TRECHO DO DOCUMENTO:
+===+
Fonte: Mundo Tentacular
Com base no texto de: Guar Antiga

A Travessa do Comércio, na Praça XV, reduto da boemia carioca tornou-se famosa pelo arco construído sobre ela, no século 18 - o Arco do Telles.

O que pouca gente sabe (e quem sabe não comenta) é que o beco debaixo do arco testemunhou muita coisa estranha. Há quem o considere um lugar maldito e garanta que até hoje é mal assombrado. Dentre os diversos episódios estranhos que envolvem o lugar, veremos um dos mais terríveis: a história de uma das primeiras feiticeiras do Rio de Janeiro, certamente a mais cruel. Desculpem-me pelo relato forte e chocante. Todos os fatos que vou citar ocorreram e estão registrados em documentos antigos da polícia carioca.

Com a construção da Casa do Governo pelo governador Gomes Freire no Largo do Paço (atual Praça XV), as redondezas se valorizaram e passaram a ser frequentadas pela alta sociedade. Vendo isso, o português Antônio Telles Barreto de Menezes (juiz e proprietário de terras em Jacarepaguá e Baixada Fluminense) mandou construir uma série de casas para aluguel naquele logradouro, pelos idos de 1743.
+===+
Registros de indicação de objetos em fotos
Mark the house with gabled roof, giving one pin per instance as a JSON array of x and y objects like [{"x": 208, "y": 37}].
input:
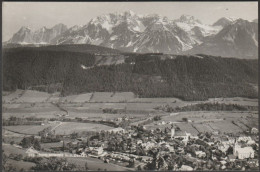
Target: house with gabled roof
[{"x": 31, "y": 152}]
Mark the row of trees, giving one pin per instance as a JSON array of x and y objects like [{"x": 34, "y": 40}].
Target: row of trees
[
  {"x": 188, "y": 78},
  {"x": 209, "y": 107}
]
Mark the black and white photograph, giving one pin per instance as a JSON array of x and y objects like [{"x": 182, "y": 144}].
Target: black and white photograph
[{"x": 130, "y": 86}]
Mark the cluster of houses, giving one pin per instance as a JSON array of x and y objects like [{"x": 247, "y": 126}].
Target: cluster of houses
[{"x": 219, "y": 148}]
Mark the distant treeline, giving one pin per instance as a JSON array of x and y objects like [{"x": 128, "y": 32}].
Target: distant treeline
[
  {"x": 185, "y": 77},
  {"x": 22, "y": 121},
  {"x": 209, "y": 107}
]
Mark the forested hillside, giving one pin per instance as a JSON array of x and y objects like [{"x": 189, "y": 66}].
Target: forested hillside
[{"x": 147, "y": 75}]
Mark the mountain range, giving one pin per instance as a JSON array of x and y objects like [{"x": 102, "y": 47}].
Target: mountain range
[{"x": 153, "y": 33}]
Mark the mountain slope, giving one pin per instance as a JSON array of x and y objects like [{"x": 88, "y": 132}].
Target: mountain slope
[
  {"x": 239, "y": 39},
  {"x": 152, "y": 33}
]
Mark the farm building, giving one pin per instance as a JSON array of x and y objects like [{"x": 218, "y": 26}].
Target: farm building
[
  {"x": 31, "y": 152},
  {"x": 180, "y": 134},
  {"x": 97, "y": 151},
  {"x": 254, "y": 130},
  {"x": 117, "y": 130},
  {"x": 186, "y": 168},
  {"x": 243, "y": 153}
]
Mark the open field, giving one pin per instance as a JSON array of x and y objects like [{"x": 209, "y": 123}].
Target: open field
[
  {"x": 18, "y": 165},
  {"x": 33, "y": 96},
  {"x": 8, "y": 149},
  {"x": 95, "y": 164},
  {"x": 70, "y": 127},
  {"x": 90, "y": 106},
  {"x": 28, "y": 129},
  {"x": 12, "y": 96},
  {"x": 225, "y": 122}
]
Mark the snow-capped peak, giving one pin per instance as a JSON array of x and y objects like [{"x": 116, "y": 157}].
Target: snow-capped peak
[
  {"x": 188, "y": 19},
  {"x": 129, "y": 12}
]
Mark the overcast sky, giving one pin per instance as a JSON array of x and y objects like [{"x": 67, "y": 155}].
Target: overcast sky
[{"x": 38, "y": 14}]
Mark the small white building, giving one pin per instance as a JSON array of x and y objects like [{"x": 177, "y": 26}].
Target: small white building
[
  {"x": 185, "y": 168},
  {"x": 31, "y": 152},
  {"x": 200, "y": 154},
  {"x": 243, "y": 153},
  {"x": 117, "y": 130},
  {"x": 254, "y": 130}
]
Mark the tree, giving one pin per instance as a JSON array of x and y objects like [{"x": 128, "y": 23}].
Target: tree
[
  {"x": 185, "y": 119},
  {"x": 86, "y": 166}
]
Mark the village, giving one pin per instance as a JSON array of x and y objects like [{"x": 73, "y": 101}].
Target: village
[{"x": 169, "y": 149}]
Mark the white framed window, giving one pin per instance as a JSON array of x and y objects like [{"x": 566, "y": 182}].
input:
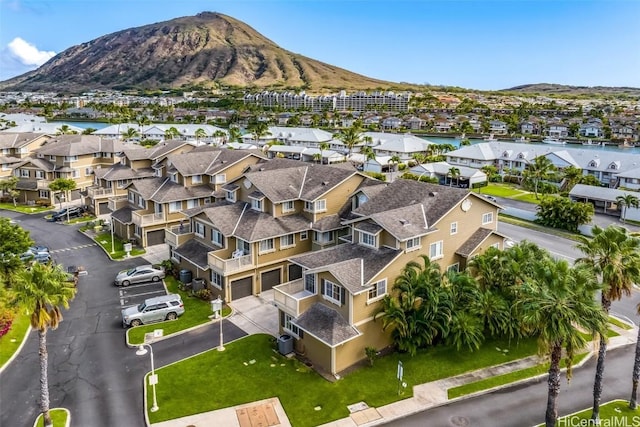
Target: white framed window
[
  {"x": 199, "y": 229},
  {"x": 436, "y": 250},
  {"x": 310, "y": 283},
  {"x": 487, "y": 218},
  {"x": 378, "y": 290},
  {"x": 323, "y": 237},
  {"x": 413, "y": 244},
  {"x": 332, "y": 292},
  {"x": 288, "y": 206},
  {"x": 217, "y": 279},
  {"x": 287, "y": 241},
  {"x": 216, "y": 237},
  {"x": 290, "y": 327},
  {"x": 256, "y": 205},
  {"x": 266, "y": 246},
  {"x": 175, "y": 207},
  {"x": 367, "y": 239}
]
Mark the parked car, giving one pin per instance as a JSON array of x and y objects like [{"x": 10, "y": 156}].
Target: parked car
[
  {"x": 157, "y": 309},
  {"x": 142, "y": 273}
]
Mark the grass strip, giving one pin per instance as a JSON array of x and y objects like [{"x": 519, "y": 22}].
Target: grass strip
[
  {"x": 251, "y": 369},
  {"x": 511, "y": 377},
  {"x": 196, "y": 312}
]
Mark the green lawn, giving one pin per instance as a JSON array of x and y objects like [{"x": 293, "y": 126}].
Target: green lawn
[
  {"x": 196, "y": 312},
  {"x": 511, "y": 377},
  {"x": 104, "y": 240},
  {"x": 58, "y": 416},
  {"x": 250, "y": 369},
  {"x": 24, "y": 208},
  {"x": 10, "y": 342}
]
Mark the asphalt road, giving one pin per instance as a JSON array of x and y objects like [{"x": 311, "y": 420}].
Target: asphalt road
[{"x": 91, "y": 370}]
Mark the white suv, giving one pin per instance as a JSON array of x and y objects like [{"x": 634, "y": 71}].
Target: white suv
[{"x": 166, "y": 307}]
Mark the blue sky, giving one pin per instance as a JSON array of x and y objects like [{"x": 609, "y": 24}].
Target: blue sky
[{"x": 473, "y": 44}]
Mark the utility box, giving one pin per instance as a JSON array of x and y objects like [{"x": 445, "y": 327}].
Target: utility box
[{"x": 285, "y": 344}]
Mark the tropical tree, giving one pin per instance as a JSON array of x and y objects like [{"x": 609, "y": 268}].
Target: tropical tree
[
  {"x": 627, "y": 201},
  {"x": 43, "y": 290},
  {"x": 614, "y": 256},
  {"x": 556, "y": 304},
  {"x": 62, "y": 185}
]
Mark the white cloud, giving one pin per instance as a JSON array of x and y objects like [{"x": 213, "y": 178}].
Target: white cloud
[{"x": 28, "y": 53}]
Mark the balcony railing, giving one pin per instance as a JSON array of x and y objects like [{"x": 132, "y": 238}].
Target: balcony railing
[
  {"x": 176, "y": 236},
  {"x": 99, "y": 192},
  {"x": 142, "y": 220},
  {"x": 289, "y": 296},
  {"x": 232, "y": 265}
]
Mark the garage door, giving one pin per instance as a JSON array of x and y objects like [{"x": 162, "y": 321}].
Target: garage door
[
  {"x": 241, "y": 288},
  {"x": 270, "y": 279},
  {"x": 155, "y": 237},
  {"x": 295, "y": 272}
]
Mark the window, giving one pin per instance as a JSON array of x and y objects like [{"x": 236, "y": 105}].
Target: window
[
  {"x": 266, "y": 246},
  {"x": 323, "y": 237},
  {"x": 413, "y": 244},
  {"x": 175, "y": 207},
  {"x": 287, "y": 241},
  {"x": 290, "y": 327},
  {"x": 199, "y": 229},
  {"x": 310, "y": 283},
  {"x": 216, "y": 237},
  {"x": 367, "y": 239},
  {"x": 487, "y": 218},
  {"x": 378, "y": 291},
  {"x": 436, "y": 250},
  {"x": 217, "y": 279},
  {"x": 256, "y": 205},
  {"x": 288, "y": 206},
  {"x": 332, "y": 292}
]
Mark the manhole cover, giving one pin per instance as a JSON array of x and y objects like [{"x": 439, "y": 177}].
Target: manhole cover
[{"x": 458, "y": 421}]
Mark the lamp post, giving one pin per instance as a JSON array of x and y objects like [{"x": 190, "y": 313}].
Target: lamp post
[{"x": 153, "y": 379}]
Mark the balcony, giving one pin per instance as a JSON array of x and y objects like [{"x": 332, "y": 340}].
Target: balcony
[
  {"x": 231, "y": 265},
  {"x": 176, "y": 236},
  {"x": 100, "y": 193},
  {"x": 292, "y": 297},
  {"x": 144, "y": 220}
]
+===+
AÇÕES REQUERIDAS:
a: Cite literalmente o segmento do trecho sobre o Arco do Telles que vai de "Fonte: Mundo Tentacular" até "Arco do Telles.".
b: Responda com base no trecho sobre o Arco do Telles:
(i) Em que século foi construído o arco sobre a Travessa do Comércio?
(ii) Quem construiu a Casa do Governo no Largo do Paço?
(iii) Por volta de que ano Antônio Telles Barreto de Menezes mandou construir as casas para aluguel?
c: Liste, na ordem em que aparecem, todos os nomes de logradouros (travessas, praças, largos) e de localidades mencionados no trecho sobre o Arco do Telles, sem repetições.
Os registros não têm relação com o trecho sobre o Arco do Telles.

RESPOSTAS DO EXERCÍCIO:
a:
Fonte: Mundo Tentacular
Com base no texto de: Guar Antiga

A Travessa do Comércio, na Praça XV, reduto da boemia carioca tornou-se famosa pelo arco construído sobre ela, no século 18 - o Arco do Telles.

b:
(i) No século 18.
(ii) O governador Gomes Freire.
(iii) Por volta de 1743.

c:
Travessa do Comércio
Praça XV
Rio de Janeiro
Largo do Paço
Jacarepaguá
Baixada Fluminense